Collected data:
□ □ □ □ □ □ □
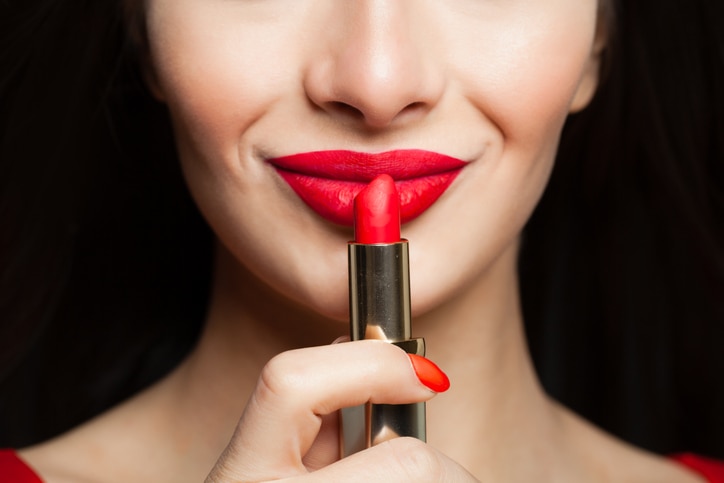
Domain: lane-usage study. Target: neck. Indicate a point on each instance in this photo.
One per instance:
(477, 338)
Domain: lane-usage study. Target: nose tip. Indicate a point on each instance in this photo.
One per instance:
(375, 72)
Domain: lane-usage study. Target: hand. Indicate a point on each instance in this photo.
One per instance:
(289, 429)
□ □ □ □ □ □ □
■ **What the exercise asks**:
Report each line above that includes the string "Target".

■ **Exercise solution**:
Domain: lane-usage study. Target: neck. Indicate a point on each instance in this photo.
Domain: lane-usage study. Target: nose tip. Indicate a point on each instance in this photo.
Domain: lane-usage study. Target: hand. Indicate a point on each instance in this photo.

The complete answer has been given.